▸ Problem details:
In the article on Alibaba's Qwen3.5 small models, which group within Alibaba unveiled the new model series?

▸ Selected excerpt:
▽

Alibaba's Qwen3.5 Small Models Outperform OpenAI’s GPT-OSS-120B with Superior Multimodal Capabilities

Models & Research

The Engineer

3 Mar 2026 · 3 min read

Alibaba's compact Qwen3.5 models defy size limitations, outstripping OpenAI’s larger GPT-OSS with superior multimodal skills and efficiency for edge devices, redefining AI performance standards.

Alibaba’s Qwen Team, a leading AI research group within the e-commerce giant, has unveiled its latest batch of open-source models, the Qwen3.5 Small Model Series. These new additions are designed to be lightweight and efficient, making them ideal for edge devices where battery life and performance are critical. Despite their smaller size, these models boast impressive capabilities, particularly in multimodal tasks and reasoning, outperforming larger models like OpenAI’s GPT-OSS-120B.

△

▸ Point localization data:

▽

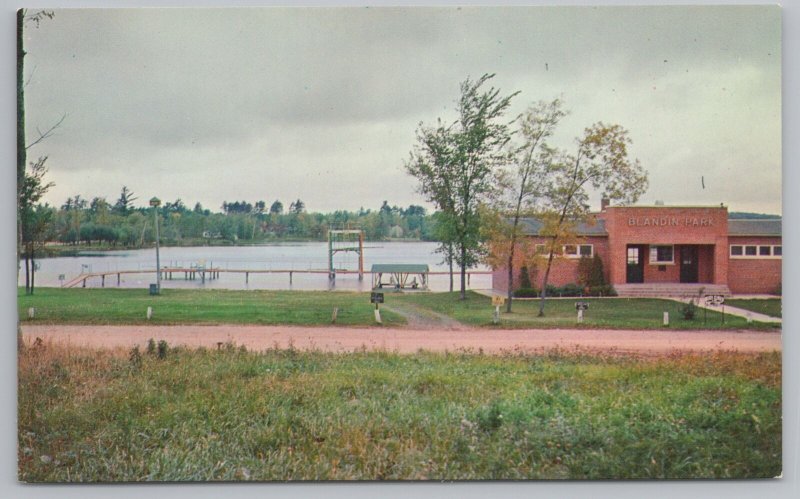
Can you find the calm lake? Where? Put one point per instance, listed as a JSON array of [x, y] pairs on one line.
[[288, 256]]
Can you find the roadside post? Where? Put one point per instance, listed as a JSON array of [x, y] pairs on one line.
[[580, 306], [717, 300], [377, 299], [497, 302]]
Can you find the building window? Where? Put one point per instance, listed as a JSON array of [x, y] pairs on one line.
[[756, 251], [578, 250], [568, 250], [662, 255]]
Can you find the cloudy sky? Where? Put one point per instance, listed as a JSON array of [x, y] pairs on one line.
[[322, 104]]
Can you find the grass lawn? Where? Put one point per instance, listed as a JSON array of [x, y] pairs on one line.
[[87, 415], [616, 313], [768, 306], [179, 306]]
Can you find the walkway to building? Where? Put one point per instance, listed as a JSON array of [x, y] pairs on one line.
[[739, 312]]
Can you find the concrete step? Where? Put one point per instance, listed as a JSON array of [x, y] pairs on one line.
[[671, 290]]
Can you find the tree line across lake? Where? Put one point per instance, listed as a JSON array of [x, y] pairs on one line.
[[99, 223]]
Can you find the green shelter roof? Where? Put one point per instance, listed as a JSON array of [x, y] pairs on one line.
[[403, 268]]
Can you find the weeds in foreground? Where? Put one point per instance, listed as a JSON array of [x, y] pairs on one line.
[[229, 414]]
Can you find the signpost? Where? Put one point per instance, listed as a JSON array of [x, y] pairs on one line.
[[377, 299], [497, 302], [715, 301], [580, 306]]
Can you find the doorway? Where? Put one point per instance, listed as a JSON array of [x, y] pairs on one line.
[[635, 266], [688, 264]]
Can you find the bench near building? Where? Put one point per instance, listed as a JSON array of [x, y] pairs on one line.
[[668, 250]]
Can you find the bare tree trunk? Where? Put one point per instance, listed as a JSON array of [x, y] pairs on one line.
[[510, 290], [450, 261], [21, 153], [544, 282], [27, 274], [463, 272], [33, 268]]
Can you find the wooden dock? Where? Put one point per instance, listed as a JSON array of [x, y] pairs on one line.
[[203, 274]]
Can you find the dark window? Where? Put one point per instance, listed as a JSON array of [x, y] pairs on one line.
[[661, 254]]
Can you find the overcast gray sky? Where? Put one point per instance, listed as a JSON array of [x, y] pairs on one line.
[[322, 104]]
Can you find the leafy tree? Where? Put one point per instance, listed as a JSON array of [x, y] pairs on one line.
[[123, 206], [600, 162], [33, 222], [455, 165], [297, 207], [523, 185]]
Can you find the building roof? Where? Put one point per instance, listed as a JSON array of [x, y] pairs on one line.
[[532, 226], [402, 268], [754, 227]]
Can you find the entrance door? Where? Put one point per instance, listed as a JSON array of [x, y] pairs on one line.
[[635, 267], [688, 263]]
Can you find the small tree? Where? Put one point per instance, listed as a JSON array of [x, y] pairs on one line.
[[34, 221], [524, 184], [601, 162], [455, 165]]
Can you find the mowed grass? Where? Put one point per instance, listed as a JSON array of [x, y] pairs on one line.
[[178, 306], [613, 313], [769, 306], [87, 416]]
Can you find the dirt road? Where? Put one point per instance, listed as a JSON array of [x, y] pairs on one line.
[[342, 339]]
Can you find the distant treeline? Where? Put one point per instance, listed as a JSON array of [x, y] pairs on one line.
[[97, 222]]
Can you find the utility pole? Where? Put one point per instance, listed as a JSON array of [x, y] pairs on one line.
[[155, 203]]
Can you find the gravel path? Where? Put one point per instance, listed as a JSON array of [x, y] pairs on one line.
[[342, 339]]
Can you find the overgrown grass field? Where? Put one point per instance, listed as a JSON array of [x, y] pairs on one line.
[[613, 313], [87, 416], [182, 306]]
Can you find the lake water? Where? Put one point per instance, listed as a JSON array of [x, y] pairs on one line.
[[288, 256]]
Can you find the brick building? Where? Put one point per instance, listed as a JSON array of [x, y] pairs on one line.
[[652, 250]]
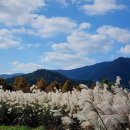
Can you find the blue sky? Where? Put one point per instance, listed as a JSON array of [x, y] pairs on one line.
[[62, 34]]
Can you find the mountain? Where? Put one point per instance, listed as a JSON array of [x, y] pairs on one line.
[[48, 76], [6, 76], [104, 70]]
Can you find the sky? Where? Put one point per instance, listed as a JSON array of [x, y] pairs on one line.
[[62, 34]]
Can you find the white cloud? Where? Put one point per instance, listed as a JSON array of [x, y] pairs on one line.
[[84, 26], [24, 15], [47, 27], [76, 50], [29, 46], [100, 7], [66, 61], [125, 50], [7, 40], [116, 33], [24, 67], [89, 43], [19, 12]]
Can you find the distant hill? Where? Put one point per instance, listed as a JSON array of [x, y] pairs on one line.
[[104, 70], [6, 76], [47, 75]]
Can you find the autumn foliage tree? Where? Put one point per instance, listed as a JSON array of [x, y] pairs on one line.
[[20, 83], [2, 82]]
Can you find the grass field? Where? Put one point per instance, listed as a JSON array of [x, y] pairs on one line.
[[19, 128]]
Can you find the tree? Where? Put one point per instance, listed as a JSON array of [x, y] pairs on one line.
[[5, 85], [41, 84], [2, 82], [66, 86], [52, 87], [19, 83]]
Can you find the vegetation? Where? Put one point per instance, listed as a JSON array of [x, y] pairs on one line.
[[19, 128], [87, 109]]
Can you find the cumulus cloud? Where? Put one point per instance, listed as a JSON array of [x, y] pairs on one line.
[[7, 40], [24, 67], [76, 50], [23, 13], [19, 12], [116, 33], [125, 50], [100, 7], [47, 27], [66, 60]]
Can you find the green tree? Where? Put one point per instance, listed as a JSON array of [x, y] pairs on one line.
[[66, 86], [41, 84], [19, 83]]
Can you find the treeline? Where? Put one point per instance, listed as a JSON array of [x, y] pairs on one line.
[[20, 83]]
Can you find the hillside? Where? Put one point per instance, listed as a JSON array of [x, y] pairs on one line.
[[48, 76], [105, 70], [6, 76]]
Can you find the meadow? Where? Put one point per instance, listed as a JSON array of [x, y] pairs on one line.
[[102, 108]]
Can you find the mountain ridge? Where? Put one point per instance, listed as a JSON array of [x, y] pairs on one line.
[[104, 70]]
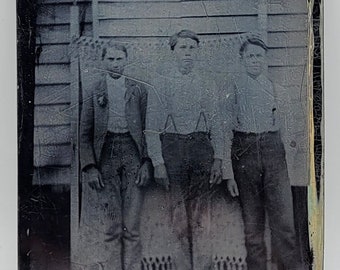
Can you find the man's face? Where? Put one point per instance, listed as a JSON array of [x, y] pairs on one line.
[[115, 61], [254, 60], [186, 52]]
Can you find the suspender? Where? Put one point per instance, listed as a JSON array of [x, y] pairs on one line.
[[202, 115]]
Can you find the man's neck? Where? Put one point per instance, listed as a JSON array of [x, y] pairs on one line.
[[185, 70], [254, 77]]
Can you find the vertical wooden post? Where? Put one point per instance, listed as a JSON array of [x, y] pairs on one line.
[[75, 100], [95, 20], [263, 19]]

△

▸ Output for this task:
Alibaba's Qwen Team.